SOURCE »
**********

See? In both cases, democracy and monarchism, who’s the go-between? General Prayut Chan-o-cha.
What is the power that stands between the monarchy and the people? The power of the generals.
What is the one constant that has been in power, whether from behind the curtain or upfront and in your face, since the 1932 Revolution? The generals.
Within a year of the 1932 Revolution, before there could have been any election, Phraya Phahon (พระยาพหล) launched a coup and became dictator for 5 years, 178 days.
Then Plaek Phibunsongkhram, dictator, 5 years, 229 days.
Since World War 2 and through the 1970s, most civilian leaders never lasted for more than a year.
Less than a handful lasted a little over a year, like M.R. Kukrit Pramoj, one year, 37 days.
None lasted for two years.
The generals? They ruled for years and years. Amassing fortunes in wealth and power.
Sarit Thanarat, 5 years, 49 days.
Thanom Kittikachorn, 9 years, 309 days.
In the 1980s, we had elections. But the MPs knew to elect one person and one person only as prime minister, General Prem Tinlasulanondha, who wasn’t an MP.
Kinda like General Prayut. But fans of General Prem would say, dude, don’t compare to General Prayut, it’s an insult. Fair enough, but I digress.
Then we went through a period of infant democracy disrupted by three coups in 1991, 2006, and 2014.
General Prayut became dictator for over 5 years, then continued in power through the Thai-style electoral system of 250 junta-appointed senators.
Ladies and gentlemen, coups and generals have been in our faces for nearly 90 years, and still going strong.

**********

RECORDS SUPPLIED »
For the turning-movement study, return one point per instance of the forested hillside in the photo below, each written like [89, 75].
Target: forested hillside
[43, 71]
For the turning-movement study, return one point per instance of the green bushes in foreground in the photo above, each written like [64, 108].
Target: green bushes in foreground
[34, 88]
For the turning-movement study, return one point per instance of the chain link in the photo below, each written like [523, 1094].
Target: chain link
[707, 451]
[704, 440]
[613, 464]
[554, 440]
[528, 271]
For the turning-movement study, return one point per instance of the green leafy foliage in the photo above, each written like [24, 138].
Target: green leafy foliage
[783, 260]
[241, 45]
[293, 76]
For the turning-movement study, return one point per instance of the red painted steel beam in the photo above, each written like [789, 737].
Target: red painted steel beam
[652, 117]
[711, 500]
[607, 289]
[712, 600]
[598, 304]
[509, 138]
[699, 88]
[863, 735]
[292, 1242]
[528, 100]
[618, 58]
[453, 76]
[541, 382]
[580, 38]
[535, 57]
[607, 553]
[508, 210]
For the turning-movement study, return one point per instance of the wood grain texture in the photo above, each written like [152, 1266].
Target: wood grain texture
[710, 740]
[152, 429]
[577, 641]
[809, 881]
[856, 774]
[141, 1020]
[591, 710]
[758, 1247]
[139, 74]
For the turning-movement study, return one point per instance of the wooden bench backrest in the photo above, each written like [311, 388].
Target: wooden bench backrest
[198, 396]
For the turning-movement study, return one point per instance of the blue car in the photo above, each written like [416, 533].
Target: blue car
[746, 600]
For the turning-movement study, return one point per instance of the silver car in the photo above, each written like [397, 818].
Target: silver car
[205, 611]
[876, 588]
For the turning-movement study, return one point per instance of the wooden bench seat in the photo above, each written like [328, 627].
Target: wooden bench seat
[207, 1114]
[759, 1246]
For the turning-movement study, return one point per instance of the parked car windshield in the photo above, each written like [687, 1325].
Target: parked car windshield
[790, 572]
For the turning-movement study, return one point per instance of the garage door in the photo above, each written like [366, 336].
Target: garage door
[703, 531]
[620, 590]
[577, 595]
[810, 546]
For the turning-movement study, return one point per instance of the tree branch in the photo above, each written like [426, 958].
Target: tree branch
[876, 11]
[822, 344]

**********

REQUIRED TASK 1 »
Answer these questions using the text about Thailand's generals above the rows.
(a) How long was Phraya Phahon dictator?
(b) Whom did the MPs elect as prime minister in the 1980s?
(c) In which years did the three coups take place?
REQUIRED TASK 2 »
Reproduce word for word the part of the text about Thailand's generals starting at "Since World War" and ending at "year, 37 days.".

EXERCISE RESULT 1 »
(a) 5 years, 178 days.
(b) General Prem Tinlasulanondha.
(c) 1991, 2006, and 2014.

EXERCISE RESULT 2 »
Since World War 2 and through the 1970s, most civilian leaders never lasted for more than a year.
Less than a handful lasted a little over a year, like M.R. Kukrit Pramoj, one year, 37 days.